__Directions__
Copy the items starting with the line that contains "Could you point to the building" and going on through the end of the items, keeping every request unchanged but raising each x and y coordinate in the answers by 101. Output only those lines.

__Dataset records__
++++++++++++++++++++

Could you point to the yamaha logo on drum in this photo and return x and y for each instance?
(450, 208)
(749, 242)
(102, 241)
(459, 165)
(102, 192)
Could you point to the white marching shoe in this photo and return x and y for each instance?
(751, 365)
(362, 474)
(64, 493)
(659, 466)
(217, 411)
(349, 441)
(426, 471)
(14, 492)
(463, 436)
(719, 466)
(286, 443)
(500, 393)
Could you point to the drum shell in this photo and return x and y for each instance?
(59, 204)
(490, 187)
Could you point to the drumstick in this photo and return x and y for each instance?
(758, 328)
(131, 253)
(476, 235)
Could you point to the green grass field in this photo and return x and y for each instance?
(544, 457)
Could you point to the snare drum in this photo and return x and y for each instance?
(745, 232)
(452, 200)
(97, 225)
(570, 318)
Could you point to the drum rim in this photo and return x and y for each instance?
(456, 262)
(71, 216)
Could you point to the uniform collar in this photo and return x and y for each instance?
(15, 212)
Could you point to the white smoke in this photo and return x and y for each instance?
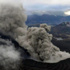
(36, 40)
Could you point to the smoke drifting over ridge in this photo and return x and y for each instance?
(36, 40)
(12, 18)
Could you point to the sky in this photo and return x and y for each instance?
(43, 6)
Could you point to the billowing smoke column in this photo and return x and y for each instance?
(38, 43)
(36, 40)
(12, 18)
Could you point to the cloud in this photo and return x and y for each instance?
(49, 2)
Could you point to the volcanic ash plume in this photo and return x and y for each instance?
(12, 18)
(38, 43)
(36, 40)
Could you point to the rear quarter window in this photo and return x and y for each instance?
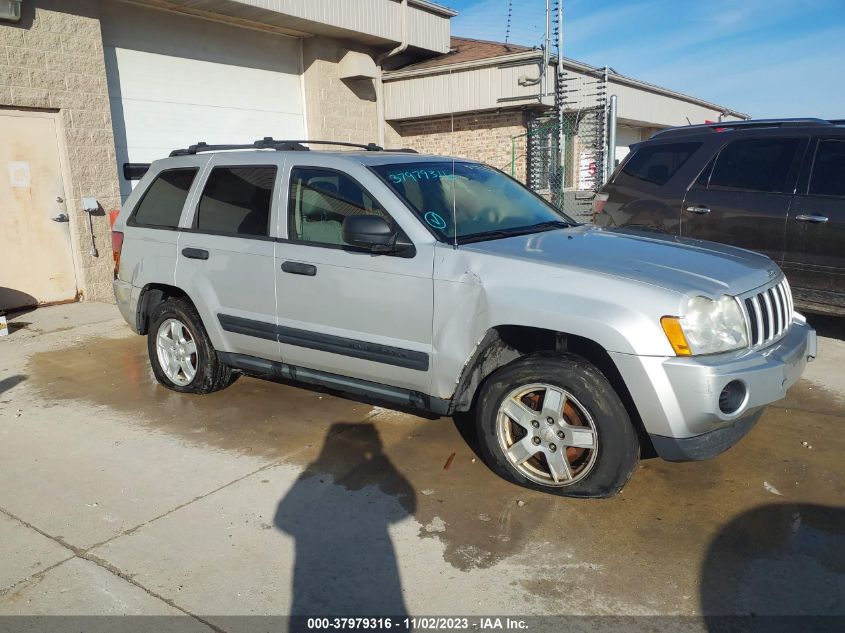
(655, 164)
(761, 165)
(162, 203)
(828, 177)
(236, 201)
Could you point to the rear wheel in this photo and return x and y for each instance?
(181, 354)
(553, 422)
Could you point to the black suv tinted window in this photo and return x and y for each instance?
(236, 200)
(755, 164)
(162, 203)
(828, 177)
(656, 163)
(319, 201)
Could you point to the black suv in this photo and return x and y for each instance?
(774, 186)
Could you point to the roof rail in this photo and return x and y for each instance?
(741, 125)
(268, 142)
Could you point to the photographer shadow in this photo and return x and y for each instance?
(338, 512)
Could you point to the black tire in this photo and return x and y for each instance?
(211, 373)
(617, 447)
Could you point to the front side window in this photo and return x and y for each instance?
(465, 202)
(319, 201)
(236, 201)
(755, 165)
(828, 177)
(161, 206)
(655, 164)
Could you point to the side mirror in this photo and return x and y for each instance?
(368, 231)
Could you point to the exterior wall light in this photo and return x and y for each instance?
(10, 10)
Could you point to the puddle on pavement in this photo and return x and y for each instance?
(666, 516)
(253, 416)
(784, 558)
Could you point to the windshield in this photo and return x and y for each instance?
(466, 202)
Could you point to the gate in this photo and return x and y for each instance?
(567, 147)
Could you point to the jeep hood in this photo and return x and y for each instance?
(679, 264)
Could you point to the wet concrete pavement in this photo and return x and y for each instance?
(119, 496)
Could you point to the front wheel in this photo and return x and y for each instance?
(553, 422)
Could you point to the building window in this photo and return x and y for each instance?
(320, 200)
(236, 201)
(161, 206)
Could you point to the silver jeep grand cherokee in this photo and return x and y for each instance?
(445, 286)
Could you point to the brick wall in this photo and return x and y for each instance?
(53, 60)
(337, 109)
(484, 137)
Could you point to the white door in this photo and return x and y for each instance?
(36, 261)
(175, 80)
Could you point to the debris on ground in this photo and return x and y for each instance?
(770, 488)
(436, 525)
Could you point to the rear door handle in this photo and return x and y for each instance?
(298, 268)
(195, 253)
(814, 218)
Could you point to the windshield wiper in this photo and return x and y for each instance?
(520, 230)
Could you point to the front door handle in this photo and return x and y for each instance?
(195, 253)
(814, 218)
(298, 268)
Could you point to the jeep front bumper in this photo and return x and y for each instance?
(678, 397)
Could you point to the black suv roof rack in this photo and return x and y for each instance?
(741, 125)
(269, 142)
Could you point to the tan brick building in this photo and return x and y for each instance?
(90, 88)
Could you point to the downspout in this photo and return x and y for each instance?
(379, 61)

++++++++++++++++++++

__Finished exercise__
Could you point to the building window in this photo and return x and y for each instance?
(421, 301)
(337, 302)
(262, 307)
Could you point to the silver jeep grand cherokee in this photo and return x and y for each instance?
(546, 387)
Could you point to the brick wall in this photo and return x and y for each instance?
(154, 161)
(438, 210)
(585, 238)
Could you point to the white door in this photo and return x and y for each instance?
(137, 362)
(276, 181)
Could you point to the debris on ground in this photo and return x and y for each instance?
(871, 589)
(537, 626)
Could you point to the rear door handle in this photo and return x and y for each instance?
(399, 369)
(296, 354)
(915, 319)
Could you point to the windshield wiper in this photo and return x and y for each instance?
(621, 331)
Could you point to the front door handle in this photo and return x and y for each instance?
(296, 354)
(915, 319)
(399, 369)
Could you point to the jeep front bumper in this photo and return x and y for each instance?
(779, 498)
Could you point to the black suv roof rack in this photo and return x and y for each instance?
(842, 226)
(370, 243)
Could you point to the tan brick building in this photo and return x and y for each instance?
(191, 189)
Could you point to the downspout in this photo and return x and y for each instance?
(480, 162)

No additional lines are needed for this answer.